Photo-based point labeling data:
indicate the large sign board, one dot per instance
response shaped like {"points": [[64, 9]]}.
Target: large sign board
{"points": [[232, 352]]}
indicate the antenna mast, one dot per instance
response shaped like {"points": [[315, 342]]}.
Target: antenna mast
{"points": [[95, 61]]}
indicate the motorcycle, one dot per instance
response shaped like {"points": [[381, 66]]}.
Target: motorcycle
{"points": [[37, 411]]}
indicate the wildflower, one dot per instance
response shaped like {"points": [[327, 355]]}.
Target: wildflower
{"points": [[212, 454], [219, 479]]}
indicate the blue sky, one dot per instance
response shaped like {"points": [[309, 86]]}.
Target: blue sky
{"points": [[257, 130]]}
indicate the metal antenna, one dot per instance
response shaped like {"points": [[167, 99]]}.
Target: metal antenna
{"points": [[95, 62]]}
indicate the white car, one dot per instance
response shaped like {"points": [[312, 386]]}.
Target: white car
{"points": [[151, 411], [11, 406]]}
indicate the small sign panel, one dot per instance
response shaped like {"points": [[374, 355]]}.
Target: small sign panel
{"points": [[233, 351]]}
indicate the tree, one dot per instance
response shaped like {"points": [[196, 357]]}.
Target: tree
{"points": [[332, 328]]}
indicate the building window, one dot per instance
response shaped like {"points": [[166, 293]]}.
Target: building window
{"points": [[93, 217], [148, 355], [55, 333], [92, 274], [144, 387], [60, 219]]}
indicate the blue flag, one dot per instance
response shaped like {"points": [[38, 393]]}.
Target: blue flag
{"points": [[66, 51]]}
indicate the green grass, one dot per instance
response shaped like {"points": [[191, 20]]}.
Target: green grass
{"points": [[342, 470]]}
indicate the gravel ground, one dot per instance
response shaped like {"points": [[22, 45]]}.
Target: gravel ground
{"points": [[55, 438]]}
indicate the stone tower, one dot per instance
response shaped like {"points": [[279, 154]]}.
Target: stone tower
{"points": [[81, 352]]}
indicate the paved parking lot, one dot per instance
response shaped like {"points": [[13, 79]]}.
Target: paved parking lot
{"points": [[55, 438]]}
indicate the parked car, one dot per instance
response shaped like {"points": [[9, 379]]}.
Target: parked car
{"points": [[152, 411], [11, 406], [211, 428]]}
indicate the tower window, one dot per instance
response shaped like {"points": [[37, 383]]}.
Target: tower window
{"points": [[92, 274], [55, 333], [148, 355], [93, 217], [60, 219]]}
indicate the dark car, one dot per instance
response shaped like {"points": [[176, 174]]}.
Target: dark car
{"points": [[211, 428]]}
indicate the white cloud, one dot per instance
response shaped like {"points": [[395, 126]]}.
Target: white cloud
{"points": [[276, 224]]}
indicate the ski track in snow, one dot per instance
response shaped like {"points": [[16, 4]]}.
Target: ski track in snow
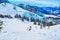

» Directive: Pull out every line of the records that contains the string "dark", matching case exactly. Which lines are they?

» Completed exercise:
indicate the dark car, one dot per instance
Target: dark car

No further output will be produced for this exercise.